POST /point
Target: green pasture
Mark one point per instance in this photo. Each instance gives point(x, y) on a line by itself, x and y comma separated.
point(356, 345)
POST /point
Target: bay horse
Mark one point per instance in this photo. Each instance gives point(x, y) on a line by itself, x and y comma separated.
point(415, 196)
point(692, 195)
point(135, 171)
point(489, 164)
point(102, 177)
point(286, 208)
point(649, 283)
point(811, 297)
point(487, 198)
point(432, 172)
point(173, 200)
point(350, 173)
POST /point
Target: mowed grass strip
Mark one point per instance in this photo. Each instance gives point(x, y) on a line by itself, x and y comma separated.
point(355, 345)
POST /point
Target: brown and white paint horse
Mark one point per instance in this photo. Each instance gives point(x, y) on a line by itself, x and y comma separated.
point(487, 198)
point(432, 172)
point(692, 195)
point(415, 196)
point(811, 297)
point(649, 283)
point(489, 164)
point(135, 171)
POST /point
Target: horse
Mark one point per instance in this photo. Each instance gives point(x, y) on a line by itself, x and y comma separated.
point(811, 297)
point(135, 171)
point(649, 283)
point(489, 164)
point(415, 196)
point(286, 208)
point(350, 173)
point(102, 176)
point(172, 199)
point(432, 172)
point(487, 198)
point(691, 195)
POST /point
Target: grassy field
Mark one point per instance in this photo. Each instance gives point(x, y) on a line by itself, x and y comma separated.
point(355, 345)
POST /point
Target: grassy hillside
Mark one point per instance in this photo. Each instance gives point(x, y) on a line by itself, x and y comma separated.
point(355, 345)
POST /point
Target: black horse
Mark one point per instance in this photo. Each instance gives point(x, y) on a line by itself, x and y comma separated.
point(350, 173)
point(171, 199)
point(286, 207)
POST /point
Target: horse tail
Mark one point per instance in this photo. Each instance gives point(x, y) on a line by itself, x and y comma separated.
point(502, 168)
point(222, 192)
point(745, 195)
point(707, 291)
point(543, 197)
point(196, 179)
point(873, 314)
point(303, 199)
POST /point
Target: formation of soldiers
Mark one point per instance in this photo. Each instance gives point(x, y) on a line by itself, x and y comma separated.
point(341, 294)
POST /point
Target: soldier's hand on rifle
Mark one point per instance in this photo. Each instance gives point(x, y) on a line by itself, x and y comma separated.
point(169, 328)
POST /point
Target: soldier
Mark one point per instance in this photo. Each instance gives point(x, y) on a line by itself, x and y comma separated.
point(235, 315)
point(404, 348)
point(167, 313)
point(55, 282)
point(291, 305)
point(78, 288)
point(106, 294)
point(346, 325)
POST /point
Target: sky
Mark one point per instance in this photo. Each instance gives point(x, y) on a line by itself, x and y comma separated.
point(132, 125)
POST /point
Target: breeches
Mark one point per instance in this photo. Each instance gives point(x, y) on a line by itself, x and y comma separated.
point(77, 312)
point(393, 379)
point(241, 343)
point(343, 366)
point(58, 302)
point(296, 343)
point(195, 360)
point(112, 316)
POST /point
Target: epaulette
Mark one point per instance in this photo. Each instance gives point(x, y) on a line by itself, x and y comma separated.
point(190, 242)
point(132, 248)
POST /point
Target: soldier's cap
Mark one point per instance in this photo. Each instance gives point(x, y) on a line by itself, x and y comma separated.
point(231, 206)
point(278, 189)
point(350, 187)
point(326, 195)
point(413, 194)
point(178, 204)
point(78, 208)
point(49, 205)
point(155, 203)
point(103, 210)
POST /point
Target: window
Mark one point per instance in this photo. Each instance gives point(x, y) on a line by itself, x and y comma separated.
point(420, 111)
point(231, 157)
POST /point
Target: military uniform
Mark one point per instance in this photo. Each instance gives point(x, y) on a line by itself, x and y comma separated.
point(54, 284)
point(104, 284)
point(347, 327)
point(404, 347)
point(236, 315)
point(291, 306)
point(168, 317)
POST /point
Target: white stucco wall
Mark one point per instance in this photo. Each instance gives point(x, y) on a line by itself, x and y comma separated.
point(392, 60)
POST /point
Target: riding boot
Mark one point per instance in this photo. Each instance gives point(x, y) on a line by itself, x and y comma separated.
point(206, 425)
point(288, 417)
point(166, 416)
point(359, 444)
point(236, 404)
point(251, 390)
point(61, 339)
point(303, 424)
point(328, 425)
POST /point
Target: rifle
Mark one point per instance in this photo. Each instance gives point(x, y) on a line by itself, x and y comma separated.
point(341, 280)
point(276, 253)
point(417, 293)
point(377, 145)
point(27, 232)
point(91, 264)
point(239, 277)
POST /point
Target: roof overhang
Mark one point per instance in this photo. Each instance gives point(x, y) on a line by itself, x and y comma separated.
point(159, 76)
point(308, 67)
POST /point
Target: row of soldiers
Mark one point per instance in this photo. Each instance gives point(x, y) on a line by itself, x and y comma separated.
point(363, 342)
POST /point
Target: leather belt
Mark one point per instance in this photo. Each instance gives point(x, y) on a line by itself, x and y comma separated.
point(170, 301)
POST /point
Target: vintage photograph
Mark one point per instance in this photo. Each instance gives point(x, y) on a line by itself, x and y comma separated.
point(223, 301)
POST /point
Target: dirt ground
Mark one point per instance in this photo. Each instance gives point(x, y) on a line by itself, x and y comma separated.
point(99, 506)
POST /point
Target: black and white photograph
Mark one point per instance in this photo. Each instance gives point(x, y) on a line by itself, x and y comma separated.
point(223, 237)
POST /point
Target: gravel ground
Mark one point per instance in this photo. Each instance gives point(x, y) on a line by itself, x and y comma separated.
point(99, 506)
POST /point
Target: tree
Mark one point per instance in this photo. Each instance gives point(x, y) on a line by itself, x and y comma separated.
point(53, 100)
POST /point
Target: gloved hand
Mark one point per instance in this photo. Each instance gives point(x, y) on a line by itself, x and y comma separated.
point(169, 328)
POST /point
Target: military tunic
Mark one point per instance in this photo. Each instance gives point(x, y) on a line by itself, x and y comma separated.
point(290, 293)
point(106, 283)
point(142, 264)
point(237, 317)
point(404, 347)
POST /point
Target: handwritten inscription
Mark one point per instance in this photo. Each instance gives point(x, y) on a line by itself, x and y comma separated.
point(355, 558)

### GIVEN TASK
Render all the items above as a two-column CSV with the columns input and output, one row per item. Put each item's text in input and its answer in output, each in one quoted field with line breaks replaced by spaces.

### THE SOLUTION
input,output
"POST /point Target: green pasture Mark one point per instance in this photo. Each instance gives point(x, y) on a line by itself, x and y comma separated.","point(356, 345)"
"POST /point Target: bay horse Mark one point per instance in this photo. Each instance gives point(x, y) on a line by itself, x and y comma separated.","point(415, 196) point(692, 195) point(135, 171) point(489, 164) point(102, 177) point(286, 208) point(649, 283) point(811, 297) point(487, 198) point(432, 172) point(173, 200) point(350, 173)"
"POST /point Target: mowed grass strip Mark one point per instance in this photo. Each instance gives point(x, y) on a line by itself, x and y comma separated.","point(355, 345)"
"POST /point Target: brown and white paint horse Mark one point per instance in this photo. Each instance gives point(x, y) on a line by itself, x and y comma separated.","point(487, 198) point(432, 172) point(692, 195) point(415, 196) point(811, 297) point(649, 283) point(489, 164) point(135, 171)"
"POST /point Target: horse Mark one point per instance in this photo. Each instance gives point(x, y) on a line by itself, x and y comma separated.","point(811, 297) point(135, 171) point(649, 283) point(489, 164) point(415, 196) point(286, 208) point(350, 173) point(102, 176) point(172, 199) point(432, 172) point(487, 198) point(691, 195)"
"POST /point Target: grassy field Mark one point per instance in this photo. Each instance gives point(x, y) on a line by itself, x and y comma separated.","point(355, 345)"
"POST /point Target: grassy hillside Mark one point per instance in this photo. Each instance gives point(x, y) on a line by itself, x and y comma separated.","point(355, 345)"
"POST /point Target: black horse Mark one point per instance in this photo. Each instance gives point(x, y) on a line by itself, x and y comma separated.","point(350, 173) point(171, 199) point(286, 207)"
"POST /point Target: horse tail Mark one point per instance in this photo. Each instance gives point(x, y) on a line by itself, x and y comma separated.","point(502, 168) point(222, 192) point(745, 195) point(707, 291) point(543, 197) point(196, 179) point(873, 314) point(303, 199)"
"POST /point Target: formation of soldiers Mark one point per instance in this photo. Each instance gives point(x, y) on a line by itself, x and y comma separated.","point(341, 294)"
"POST /point Target: soldier's hand on rifle Mark one point per instance in this photo. Each instance gives point(x, y) on a line by itself, x and y comma separated.","point(169, 328)"
"POST /point Target: soldier Mark one point per instance in this photo. Each instance gives point(x, y) on a line by itself, x and y comma separated.","point(235, 315) point(404, 348) point(167, 313) point(55, 282) point(291, 305) point(78, 288) point(106, 294) point(346, 325)"
"POST /point Target: sky Mark one point per instance in this photo. Each instance gives point(x, y) on a line by itself, x and y comma separated.","point(132, 125)"
"POST /point Target: breeches Mark one point per instance in this photo. Each instance gives point(x, y) on a line by itself, x and y comma separated.","point(77, 312) point(393, 379) point(241, 343) point(343, 366) point(58, 302) point(296, 343) point(195, 360) point(112, 316)"
"POST /point Target: epaulette Mark one point per instance in this photo. Each instance gives point(x, y) on a line by itself, x and y comma separated.","point(190, 242) point(132, 248)"
"POST /point Target: soldier's cap Mark one point per instance in this photo. Each instance gives point(x, y) on a line by itself, x and y comma separated.","point(231, 206) point(278, 189) point(350, 187) point(326, 195) point(413, 194) point(178, 204) point(78, 208) point(49, 205) point(155, 203) point(103, 210)"
"POST /point Target: window Mark one point per instance in this photo. Each instance gives point(x, y) on a line by itself, x and y comma separated.","point(420, 111) point(231, 157)"
"POST /point Target: military uniform Mark one point per instance in this photo. Each instance gives point(x, y) on a line by itself, x and y comma separated.","point(54, 284) point(104, 284) point(347, 327) point(404, 347) point(236, 315) point(291, 306) point(168, 317)"
"POST /point Target: white stucco wall Mark one point per instance in this photo. Each instance gives point(x, y) on a line by itself, x and y comma separated.","point(392, 60)"
"POST /point Target: riding boot Mark one point per instance in this photo. Each instance gives point(x, y) on a line by itself, x and y comma separated.","point(206, 425) point(288, 417) point(166, 416) point(359, 444) point(236, 404) point(251, 390) point(61, 339) point(303, 424) point(328, 425)"
"POST /point Target: rifle Mark one point per instance in this photo. Each instance gives point(x, y) on a line by itself, x and y comma separated.","point(341, 280) point(276, 253) point(417, 293) point(377, 145) point(27, 232) point(91, 264) point(239, 277)"
"POST /point Target: roof overhang Mark one point per instance in this photo. Each instance gives point(x, y) on a line by itself, x and y comma separated.","point(159, 76) point(308, 67)"
"POST /point Target: row of soldiers Mark one point per instance in this photo. Each instance gives point(x, y) on a line by itself, x and y comma separated.","point(363, 342)"
"POST /point Target: leather belt Mark one point per instance in this photo. Each instance gives point(x, y) on a line by itself, x and y comma separated.","point(170, 301)"
"POST /point Target: vintage photograph Mark one point per instance in this photo. Each instance gives point(x, y) on a line by itself, x and y comma separated.","point(223, 301)"
"POST /point Target: dirt ground Mark one point per instance in this photo. Each instance gives point(x, y) on a line by itself, x and y comma separated.","point(99, 506)"
"POST /point Target: black and white photograph Mark one point per instance in this photo. Each instance gives point(x, y) on a line by itself, x and y comma separated.","point(223, 237)"
"POST /point Target: gravel ground Mark one point per instance in this photo. Each instance gives point(x, y) on a line by itself, x and y comma separated.","point(99, 506)"
"POST /point Target: tree Mark one point per instance in this photo. Each instance gives point(x, y) on a line by itself, x and y comma separated.","point(53, 100)"
"POST /point Target: gloved hand Mark one point per instance in this photo. Each instance gives point(x, y) on a line by itself, x and y comma separated.","point(169, 328)"
"POST /point Target: military tunic Mark one point per instance in this photo. Each instance gives point(x, y) on a line by itself, x and y comma separated.","point(290, 293) point(106, 283) point(142, 264) point(237, 317) point(404, 347)"
"POST /point Target: handwritten inscription Mark one point per instance in this photo. Each instance gives point(x, y) on a line by itself, x and y comma separated.","point(355, 558)"